__What the exercise asks__.
Copy out the records below, swapping every "pink running shirt" for "orange running top" and leaving everything else as it is.

__Record list__.
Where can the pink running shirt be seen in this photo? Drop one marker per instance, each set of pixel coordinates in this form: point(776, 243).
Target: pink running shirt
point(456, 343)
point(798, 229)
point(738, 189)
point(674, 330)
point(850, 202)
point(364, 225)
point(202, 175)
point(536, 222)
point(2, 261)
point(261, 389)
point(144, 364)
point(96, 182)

__Task response__.
Where can the orange running top be seen in this photo? Drop one marker per instance, each set of pixel coordinates in this form: point(776, 243).
Target: orange running top
point(456, 343)
point(798, 229)
point(738, 189)
point(674, 330)
point(850, 202)
point(364, 225)
point(202, 175)
point(536, 222)
point(2, 261)
point(261, 389)
point(144, 364)
point(96, 182)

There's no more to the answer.